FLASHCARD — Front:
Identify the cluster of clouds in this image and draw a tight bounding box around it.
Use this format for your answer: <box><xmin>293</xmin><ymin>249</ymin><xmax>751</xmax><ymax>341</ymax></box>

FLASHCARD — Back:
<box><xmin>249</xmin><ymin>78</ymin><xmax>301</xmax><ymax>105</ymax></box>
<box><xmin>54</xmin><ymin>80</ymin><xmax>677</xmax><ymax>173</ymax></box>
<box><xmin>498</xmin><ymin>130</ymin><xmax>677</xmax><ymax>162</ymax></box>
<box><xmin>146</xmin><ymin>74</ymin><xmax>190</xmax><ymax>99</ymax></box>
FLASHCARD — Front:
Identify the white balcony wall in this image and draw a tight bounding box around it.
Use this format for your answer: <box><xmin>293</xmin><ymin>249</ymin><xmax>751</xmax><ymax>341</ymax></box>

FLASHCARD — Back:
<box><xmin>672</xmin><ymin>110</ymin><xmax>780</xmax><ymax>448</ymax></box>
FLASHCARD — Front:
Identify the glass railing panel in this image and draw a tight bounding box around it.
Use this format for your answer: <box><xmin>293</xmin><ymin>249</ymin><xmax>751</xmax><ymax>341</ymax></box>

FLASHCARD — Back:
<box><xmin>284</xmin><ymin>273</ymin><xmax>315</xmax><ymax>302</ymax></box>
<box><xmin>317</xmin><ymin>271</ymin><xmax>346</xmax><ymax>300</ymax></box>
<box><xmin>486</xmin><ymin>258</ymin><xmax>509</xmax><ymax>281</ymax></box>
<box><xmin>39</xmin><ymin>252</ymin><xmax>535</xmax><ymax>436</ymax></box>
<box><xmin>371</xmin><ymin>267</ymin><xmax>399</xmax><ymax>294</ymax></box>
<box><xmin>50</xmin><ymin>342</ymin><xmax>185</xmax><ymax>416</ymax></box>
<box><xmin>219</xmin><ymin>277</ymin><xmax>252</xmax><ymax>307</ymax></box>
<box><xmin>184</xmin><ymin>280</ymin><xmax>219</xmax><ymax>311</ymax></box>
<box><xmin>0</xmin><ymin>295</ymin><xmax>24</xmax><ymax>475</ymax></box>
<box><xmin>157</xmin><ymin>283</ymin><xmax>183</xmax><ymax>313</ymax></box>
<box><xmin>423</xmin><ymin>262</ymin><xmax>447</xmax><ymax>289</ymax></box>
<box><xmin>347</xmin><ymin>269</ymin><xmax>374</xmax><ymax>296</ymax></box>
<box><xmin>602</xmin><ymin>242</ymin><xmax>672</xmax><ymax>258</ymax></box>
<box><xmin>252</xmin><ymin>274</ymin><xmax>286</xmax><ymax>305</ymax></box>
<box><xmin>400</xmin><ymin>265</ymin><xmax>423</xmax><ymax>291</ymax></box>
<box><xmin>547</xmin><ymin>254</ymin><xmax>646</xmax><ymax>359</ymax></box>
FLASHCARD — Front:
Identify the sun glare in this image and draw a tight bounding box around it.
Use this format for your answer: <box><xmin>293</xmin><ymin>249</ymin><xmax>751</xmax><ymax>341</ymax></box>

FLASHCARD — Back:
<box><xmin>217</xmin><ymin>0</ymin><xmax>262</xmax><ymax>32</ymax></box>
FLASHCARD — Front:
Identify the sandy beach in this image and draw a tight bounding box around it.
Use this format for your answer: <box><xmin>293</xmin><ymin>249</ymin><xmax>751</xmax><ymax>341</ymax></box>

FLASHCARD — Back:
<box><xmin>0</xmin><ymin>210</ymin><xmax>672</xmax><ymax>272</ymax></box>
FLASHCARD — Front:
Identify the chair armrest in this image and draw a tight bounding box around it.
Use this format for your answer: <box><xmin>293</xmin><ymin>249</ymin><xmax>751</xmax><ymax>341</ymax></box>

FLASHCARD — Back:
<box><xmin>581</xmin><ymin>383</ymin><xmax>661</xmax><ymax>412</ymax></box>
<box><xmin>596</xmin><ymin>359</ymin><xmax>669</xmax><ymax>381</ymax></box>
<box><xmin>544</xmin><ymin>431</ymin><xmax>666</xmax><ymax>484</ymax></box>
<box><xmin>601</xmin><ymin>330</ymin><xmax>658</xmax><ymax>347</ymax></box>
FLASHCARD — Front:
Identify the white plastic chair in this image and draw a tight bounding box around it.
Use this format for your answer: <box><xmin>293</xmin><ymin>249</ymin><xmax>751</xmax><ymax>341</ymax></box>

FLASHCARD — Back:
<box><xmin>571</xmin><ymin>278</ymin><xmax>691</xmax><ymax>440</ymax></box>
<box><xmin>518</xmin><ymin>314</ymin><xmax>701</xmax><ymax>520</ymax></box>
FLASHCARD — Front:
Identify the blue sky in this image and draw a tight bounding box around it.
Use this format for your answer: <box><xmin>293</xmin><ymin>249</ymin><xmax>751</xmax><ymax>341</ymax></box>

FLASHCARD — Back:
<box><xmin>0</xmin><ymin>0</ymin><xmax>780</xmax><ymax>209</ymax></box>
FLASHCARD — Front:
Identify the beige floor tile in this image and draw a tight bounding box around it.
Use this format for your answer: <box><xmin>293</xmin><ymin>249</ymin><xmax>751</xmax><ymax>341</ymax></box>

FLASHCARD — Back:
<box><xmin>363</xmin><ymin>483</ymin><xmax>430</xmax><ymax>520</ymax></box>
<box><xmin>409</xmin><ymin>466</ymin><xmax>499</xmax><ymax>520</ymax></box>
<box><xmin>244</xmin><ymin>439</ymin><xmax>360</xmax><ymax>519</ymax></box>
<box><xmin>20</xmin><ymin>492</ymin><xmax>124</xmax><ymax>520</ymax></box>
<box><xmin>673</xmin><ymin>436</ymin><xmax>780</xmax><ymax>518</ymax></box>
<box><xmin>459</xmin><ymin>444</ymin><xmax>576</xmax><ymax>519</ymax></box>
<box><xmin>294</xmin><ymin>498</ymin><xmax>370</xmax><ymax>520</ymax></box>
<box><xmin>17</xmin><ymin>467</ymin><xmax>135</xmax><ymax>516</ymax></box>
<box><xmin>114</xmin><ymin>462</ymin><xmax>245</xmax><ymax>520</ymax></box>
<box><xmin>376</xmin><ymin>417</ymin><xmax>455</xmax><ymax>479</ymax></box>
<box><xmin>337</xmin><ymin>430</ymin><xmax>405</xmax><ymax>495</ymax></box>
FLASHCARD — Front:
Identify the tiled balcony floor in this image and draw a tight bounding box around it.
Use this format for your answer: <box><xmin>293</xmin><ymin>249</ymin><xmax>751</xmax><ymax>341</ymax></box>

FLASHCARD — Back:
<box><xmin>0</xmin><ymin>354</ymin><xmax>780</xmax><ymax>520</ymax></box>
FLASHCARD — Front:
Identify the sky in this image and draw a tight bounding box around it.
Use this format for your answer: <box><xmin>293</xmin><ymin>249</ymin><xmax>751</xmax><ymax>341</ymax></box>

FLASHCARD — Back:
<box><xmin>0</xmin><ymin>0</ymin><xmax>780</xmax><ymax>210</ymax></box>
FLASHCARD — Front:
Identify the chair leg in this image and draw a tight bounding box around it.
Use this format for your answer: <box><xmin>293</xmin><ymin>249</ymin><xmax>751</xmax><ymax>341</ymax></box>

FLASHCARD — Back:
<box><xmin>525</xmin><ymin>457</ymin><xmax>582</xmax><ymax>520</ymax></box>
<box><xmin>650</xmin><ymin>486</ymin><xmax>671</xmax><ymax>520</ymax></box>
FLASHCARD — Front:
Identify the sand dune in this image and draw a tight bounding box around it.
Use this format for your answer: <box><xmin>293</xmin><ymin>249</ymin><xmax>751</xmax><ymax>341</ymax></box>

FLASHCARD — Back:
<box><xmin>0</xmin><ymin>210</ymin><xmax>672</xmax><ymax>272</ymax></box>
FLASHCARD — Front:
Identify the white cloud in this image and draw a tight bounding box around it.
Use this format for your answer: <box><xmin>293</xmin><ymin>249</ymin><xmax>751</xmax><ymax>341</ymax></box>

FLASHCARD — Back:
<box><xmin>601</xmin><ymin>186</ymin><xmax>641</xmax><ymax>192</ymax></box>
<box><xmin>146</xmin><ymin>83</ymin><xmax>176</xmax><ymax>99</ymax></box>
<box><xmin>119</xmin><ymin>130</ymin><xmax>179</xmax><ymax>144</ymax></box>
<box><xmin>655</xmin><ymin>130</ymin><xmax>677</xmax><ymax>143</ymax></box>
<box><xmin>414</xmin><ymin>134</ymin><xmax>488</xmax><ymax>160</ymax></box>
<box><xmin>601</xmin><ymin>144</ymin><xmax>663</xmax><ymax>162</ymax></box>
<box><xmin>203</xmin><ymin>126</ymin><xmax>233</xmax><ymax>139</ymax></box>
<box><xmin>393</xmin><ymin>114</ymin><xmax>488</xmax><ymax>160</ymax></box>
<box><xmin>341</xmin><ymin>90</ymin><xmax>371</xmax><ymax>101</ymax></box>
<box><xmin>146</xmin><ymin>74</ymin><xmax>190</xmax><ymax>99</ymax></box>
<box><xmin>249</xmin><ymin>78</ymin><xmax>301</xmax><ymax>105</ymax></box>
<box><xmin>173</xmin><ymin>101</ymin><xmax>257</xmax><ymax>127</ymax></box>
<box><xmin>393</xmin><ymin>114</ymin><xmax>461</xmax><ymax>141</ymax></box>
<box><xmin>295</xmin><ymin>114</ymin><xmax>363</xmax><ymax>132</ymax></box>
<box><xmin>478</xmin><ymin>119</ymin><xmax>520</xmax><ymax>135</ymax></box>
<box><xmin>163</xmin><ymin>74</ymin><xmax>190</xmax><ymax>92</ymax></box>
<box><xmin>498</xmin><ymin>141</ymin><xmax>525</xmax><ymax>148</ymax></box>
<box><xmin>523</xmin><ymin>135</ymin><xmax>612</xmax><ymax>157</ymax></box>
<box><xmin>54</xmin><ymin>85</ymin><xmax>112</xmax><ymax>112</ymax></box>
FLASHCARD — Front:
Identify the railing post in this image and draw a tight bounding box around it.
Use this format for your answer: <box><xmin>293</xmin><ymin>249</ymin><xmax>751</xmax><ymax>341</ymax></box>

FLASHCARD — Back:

### [Task instructions]
Which lines in the entries above contain the word "balcony"? Return each of them in full.

### [Output of the exercise]
Identify the white balcony wall in this image and draw a tight bounding box around it.
Identify the tiled balcony floor in this image and draw a tight bounding box around it.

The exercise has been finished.